Wednesday, August 30, 2006

The Hitchhiker’s Guide to the Liturgy

A guide to spotting a modern parish Liturgy Director

Many people have written to us asking how they can know when their parish has been invaded by a modern Liturgy Director and what can be done to deal with such an infestation.

This is a very important question, as the modern liturgy director has become a great concern to many parishes.

What is also of great concern is that once a modern liturgy director has become well established in a parish their presence will usually lead to the infestation of lesser species, such as liturgical dancers, in a parish.

The presence of a modern liturgy director also usually leads to the degradation of the music that is used in parish Masses.

So, as a public service; we offer the following guide to spotting and dealing with a modern parish liturgy director…

Modern Liturgy Director (Liturgus Disruptus)

Varies, but usually between 40 and 55 years of age

Usually female, but not always

They always prefer a keyboard over an organ, and they will never ever be seen near a pipe organ (it is unknown if the modern liturgy director has a natural and instinctive aversion to pipe organs)

Usually wears a full length coat, no matter what season it is. Some speculate that the coat may actually be a subconscious reflection of the modern liturgy director’s desire to be the one in the parish who gets to wear the priestly vestments.

A typical modern liturgy director's coat

Usually wears a large scarf, once again; the wearing of the scarf has nothing to do with the weather outside.

Researchers believe that the scarf is a sign of liturgical hierarchy and is designed to compete with the priestly Stoll. Several scientists have observed that creatures that are subservient to the modern liturgy director, such as cantors and liturgical dancers usually never wear scarves.

Two examples of typical modern liturgy director scarves

Modern liturgy directors also have extremely large bags that they carry everywhere with them. These bags are usually stuffed beyond capacity with music books and guides to making rainbow banners, etc.

Some examples of typical modern liturgy director bags...

These bags never contain Vatican issued documents about liturgy, and they never contain musical scores that date back beyond 1970.

Dr Carl Rivers, a liturgy specialist from Ohio, believes that the modern liturgy director’s bag may even contain some sort of worm hole/ time travel device that allows the modern liturgy director to traverse back to the 1960’s and 70’s to gather ideas for the liturgies they direct.

Another sure sign that you are dealing with a modern liturgy director is the key ring they carry.

It is widely known that modern liturgy directors have key chains that contain more keys than any other keychain known to man. The modern liturgy director usually caries keys to all of the doors in the Church, the piano (and the padlock for the organ), the parish centre, the parish cleaning cupboard, etc, etc.

A typical lay person's key ring

It is believed that some modern liturgy directors even hold the belief that Peter was the first modern liturgy director and that Christ really gave modern liturgy directors, and not the Church, the Keys to the Kingdom.

_MATERIAL_.

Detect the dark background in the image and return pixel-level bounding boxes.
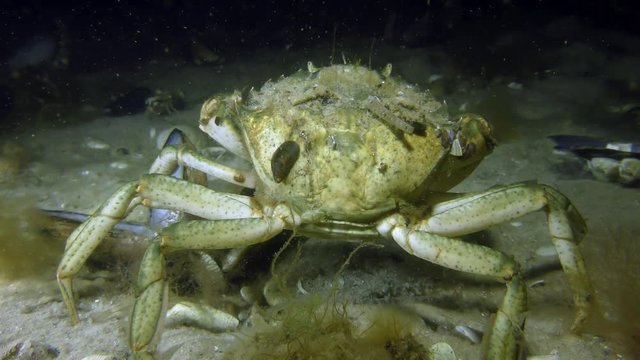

_EXERCISE TASK 1_. Update the liturgy director guide from "Dr Carl Rivers, a" up to and including "ring they carry.", replacing "key ring" with "key chain".
_EXERCISE TASK 2_. According to the liturgy director guide, what age is a modern liturgy director usually?
_EXERCISE TASK 3_. List every item that the liturgy director guide says a modern liturgy director usually carries keys to.
The listing above comes from a separate source and has no connection to the liturgy director guide.

_TASK OUTPUT 1_.
Dr Carl Rivers, a liturgy specialist from Ohio, believes that the modern liturgy director’s bag may even contain some sort of worm hole/ time travel device that allows the modern liturgy director to traverse back to the 1960’s and 70’s to gather ideas for the liturgies they direct.

Another sure sign that you are dealing with a modern liturgy director is the key chain they carry.

_TASK OUTPUT 2_. Usually between 40 and 55 years of age.

_TASK OUTPUT 3_.
- All of the doors in the Church
- The piano
- The padlock for the organ
- The parish centre
- The parish cleaning cupboard